▶ **GIVEN PROBLEM**
Give every line of the entries below as a JSON list of strings, one string per line, with blank lines dropped. Leave the pictures out.

▶ **RECORD EXCERPTS**
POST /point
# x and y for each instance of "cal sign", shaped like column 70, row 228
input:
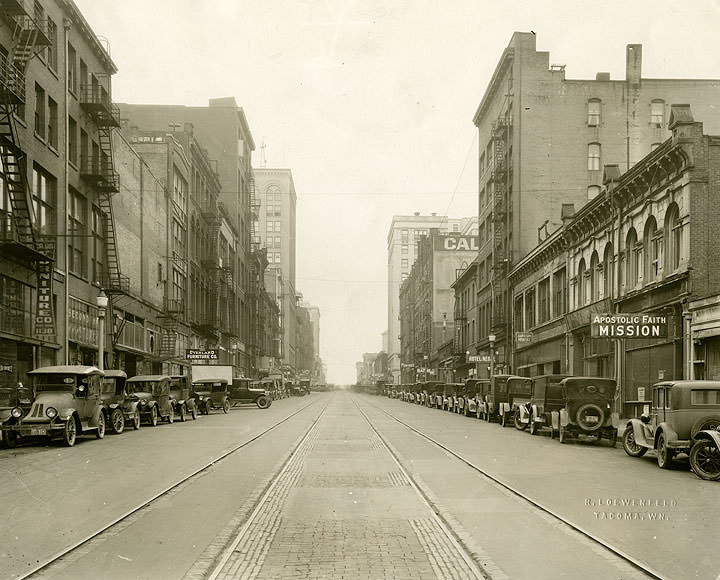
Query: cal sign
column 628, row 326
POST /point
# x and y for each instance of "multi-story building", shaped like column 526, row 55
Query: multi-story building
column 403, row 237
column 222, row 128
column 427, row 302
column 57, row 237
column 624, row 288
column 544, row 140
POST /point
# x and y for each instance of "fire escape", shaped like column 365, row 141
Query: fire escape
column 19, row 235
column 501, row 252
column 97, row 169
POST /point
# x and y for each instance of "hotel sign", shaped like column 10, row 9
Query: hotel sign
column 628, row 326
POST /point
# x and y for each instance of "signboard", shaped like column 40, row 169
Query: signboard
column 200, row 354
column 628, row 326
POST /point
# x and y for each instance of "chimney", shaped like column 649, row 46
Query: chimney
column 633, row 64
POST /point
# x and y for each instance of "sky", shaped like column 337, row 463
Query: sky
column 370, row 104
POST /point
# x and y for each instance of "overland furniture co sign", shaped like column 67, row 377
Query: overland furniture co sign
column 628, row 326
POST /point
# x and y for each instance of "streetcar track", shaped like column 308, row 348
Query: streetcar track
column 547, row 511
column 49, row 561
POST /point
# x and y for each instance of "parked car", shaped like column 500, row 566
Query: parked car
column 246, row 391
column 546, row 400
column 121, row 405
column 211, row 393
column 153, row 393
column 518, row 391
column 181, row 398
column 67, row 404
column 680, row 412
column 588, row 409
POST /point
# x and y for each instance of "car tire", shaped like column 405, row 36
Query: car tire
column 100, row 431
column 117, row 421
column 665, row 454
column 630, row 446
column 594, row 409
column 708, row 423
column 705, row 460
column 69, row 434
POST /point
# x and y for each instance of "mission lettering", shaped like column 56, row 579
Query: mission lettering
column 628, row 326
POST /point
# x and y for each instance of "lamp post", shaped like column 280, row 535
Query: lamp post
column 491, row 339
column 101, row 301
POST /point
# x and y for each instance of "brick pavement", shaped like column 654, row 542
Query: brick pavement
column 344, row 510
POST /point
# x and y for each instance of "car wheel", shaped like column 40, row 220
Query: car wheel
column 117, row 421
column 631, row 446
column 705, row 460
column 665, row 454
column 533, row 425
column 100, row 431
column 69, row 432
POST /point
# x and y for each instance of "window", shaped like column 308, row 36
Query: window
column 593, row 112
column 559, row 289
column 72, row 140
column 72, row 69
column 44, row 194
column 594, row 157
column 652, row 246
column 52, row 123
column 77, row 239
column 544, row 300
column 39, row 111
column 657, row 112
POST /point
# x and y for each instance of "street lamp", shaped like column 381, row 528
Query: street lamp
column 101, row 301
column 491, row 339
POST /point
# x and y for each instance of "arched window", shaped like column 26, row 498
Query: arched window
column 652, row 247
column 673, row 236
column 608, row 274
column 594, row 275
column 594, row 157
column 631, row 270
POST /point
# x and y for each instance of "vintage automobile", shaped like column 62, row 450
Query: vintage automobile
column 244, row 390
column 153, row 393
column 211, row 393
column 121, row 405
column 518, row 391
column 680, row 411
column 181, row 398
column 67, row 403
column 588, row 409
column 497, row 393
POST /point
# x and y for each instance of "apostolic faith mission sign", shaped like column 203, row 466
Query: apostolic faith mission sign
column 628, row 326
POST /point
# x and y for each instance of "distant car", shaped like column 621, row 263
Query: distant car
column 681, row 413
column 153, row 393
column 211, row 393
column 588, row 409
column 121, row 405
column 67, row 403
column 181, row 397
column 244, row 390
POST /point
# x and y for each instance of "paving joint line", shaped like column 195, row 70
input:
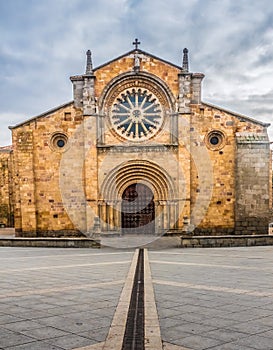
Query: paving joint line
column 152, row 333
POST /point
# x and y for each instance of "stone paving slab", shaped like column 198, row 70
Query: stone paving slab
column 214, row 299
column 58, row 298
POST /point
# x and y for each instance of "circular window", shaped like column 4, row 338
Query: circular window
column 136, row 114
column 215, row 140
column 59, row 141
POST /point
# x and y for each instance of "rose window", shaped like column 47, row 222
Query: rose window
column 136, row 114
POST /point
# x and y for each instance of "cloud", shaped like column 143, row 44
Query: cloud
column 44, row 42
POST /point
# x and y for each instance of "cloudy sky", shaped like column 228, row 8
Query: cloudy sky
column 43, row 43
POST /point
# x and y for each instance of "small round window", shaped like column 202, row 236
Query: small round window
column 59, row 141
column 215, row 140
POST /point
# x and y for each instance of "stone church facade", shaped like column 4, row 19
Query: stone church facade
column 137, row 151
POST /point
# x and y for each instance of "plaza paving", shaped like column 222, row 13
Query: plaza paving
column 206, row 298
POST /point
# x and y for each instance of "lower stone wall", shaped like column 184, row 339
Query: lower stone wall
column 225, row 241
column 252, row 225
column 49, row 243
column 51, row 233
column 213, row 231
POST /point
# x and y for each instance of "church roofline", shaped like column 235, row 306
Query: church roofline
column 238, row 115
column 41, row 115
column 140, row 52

▶ **SOLVED EXERCISE**
[
  "POST /point",
  "# x and y for each instance of \"cal sign\", shaped like column 70, row 228",
  "input:",
  "Query: cal sign",
  "column 628, row 326",
  "POST /point",
  "# x and y for each instance of \"multi-story building\", shaped like column 526, row 55",
  "Query: multi-story building",
  "column 403, row 237",
  "column 222, row 128",
  "column 427, row 302",
  "column 57, row 237",
  "column 624, row 288",
  "column 544, row 140",
  "POST /point",
  "# x and y for each instance of \"fire escape\", shaped like column 365, row 141",
  "Query: fire escape",
  "column 19, row 235",
  "column 501, row 252",
  "column 97, row 169",
  "POST /point",
  "# x and y for each instance of \"hotel sign\", shaped like column 10, row 9",
  "Query: hotel sign",
  "column 628, row 326",
  "POST /point",
  "# x and y for each instance of \"signboard\", shaped like column 40, row 169",
  "Query: signboard",
  "column 200, row 354",
  "column 628, row 326",
  "POST /point",
  "# x and y for each instance of \"chimney\", shaped like column 649, row 46",
  "Query: chimney",
  "column 633, row 64",
  "POST /point",
  "# x and y for each instance of \"sky\", shaped like column 337, row 463",
  "Query: sky",
  "column 370, row 104",
  "POST /point",
  "# x and y for each instance of \"overland furniture co sign\", shaped like column 67, row 377",
  "Query: overland furniture co sign",
  "column 628, row 326",
  "POST /point",
  "# x and y for each instance of \"streetcar track\", shaped like column 308, row 348",
  "Query: streetcar track",
  "column 547, row 511",
  "column 49, row 561",
  "POST /point",
  "# x and y for each instance of \"parked car\", shaped like column 500, row 566",
  "Query: parked car",
  "column 246, row 391",
  "column 546, row 400",
  "column 121, row 405",
  "column 211, row 393",
  "column 153, row 393",
  "column 518, row 391",
  "column 181, row 398",
  "column 67, row 404",
  "column 680, row 412",
  "column 588, row 409",
  "POST /point",
  "# x and y for each instance of \"car tire\", shaped like column 405, row 36",
  "Query: car tire",
  "column 100, row 431",
  "column 117, row 421",
  "column 665, row 454",
  "column 630, row 446",
  "column 594, row 409",
  "column 708, row 423",
  "column 705, row 460",
  "column 69, row 434",
  "POST /point",
  "# x and y for each instance of \"mission lettering\", shaped like column 56, row 579",
  "Query: mission lettering",
  "column 628, row 326",
  "POST /point",
  "# x and y for each instance of \"lamp post\", shaped like column 280, row 535",
  "Query: lamp post",
  "column 491, row 339",
  "column 101, row 301",
  "POST /point",
  "# x and y for each instance of \"brick pavement\", shaped like column 654, row 542",
  "Query: brick pavement",
  "column 344, row 510",
  "POST /point",
  "# x and y for each instance of \"car wheel\", shaped like column 40, row 220",
  "Query: car wheel",
  "column 117, row 421",
  "column 631, row 446",
  "column 705, row 460",
  "column 665, row 454",
  "column 533, row 425",
  "column 100, row 431",
  "column 69, row 432",
  "POST /point",
  "# x and y for each instance of \"window\", shaped like column 308, row 36",
  "Query: window",
  "column 593, row 112",
  "column 559, row 289",
  "column 72, row 140",
  "column 72, row 69",
  "column 44, row 194",
  "column 594, row 157",
  "column 652, row 246",
  "column 52, row 123",
  "column 77, row 239",
  "column 544, row 300",
  "column 39, row 111",
  "column 657, row 112",
  "POST /point",
  "# x and y for each instance of \"street lamp\", shaped like column 381, row 528",
  "Query: street lamp",
  "column 101, row 301",
  "column 491, row 339",
  "POST /point",
  "# x and y for each instance of \"arched window\", shaped like column 26, row 498",
  "Query: arched window",
  "column 652, row 247",
  "column 673, row 236",
  "column 608, row 274",
  "column 594, row 275",
  "column 594, row 157",
  "column 631, row 270",
  "POST /point",
  "# x and y for each instance of \"vintage automobile\", shaped like column 62, row 450",
  "Query: vintage automobile",
  "column 244, row 390",
  "column 153, row 393",
  "column 211, row 393",
  "column 121, row 405",
  "column 518, row 391",
  "column 680, row 411",
  "column 181, row 398",
  "column 67, row 403",
  "column 588, row 409",
  "column 497, row 393",
  "POST /point",
  "# x and y for each instance of \"apostolic faith mission sign\", shaped like column 203, row 466",
  "Query: apostolic faith mission sign",
  "column 628, row 326",
  "POST /point",
  "# x and y for each instance of \"distant car\", shaped like column 621, row 263",
  "Query: distant car",
  "column 681, row 413",
  "column 153, row 393",
  "column 211, row 393",
  "column 588, row 409",
  "column 121, row 405",
  "column 67, row 403",
  "column 181, row 397",
  "column 244, row 390",
  "POST /point",
  "# x and y for each instance of \"paving joint line\", shaped like column 195, row 70",
  "input:",
  "Query: paving joint line",
  "column 152, row 333",
  "POST /point",
  "# x and y for each instance of \"stone paving slab\", shaped like column 198, row 70",
  "Query: stone paving slab",
  "column 214, row 299",
  "column 58, row 298",
  "POST /point",
  "# x and y for each instance of \"circular window\", shaped like column 4, row 338",
  "Query: circular window",
  "column 136, row 114",
  "column 215, row 140",
  "column 59, row 141",
  "POST /point",
  "# x and y for each instance of \"rose window\", shaped like column 47, row 222",
  "Query: rose window",
  "column 136, row 114",
  "POST /point",
  "# x and y for each instance of \"cloud\", shaped like column 143, row 44",
  "Query: cloud",
  "column 44, row 42",
  "POST /point",
  "# x and y for each instance of \"cloudy sky\", shaped like column 228, row 8",
  "Query: cloudy sky",
  "column 43, row 43",
  "POST /point",
  "# x and y for each instance of \"small round window\", shaped like column 202, row 236",
  "Query: small round window",
  "column 59, row 141",
  "column 215, row 140",
  "POST /point",
  "# x and y for each instance of \"stone church facade\", shaped like column 4, row 19",
  "Query: stone church facade",
  "column 137, row 151",
  "POST /point",
  "# x and y for each instance of \"plaza paving\", shaped like column 222, row 13",
  "Query: plaza paving",
  "column 206, row 298",
  "POST /point",
  "# x and y for each instance of \"lower stone wall\", shaped like column 184, row 339",
  "Query: lower stone wall",
  "column 225, row 241",
  "column 252, row 225",
  "column 49, row 243",
  "column 51, row 233",
  "column 213, row 231",
  "POST /point",
  "# x and y for each instance of \"church roofline\", shaped like column 235, row 306",
  "Query: church roofline",
  "column 238, row 115",
  "column 41, row 115",
  "column 140, row 52"
]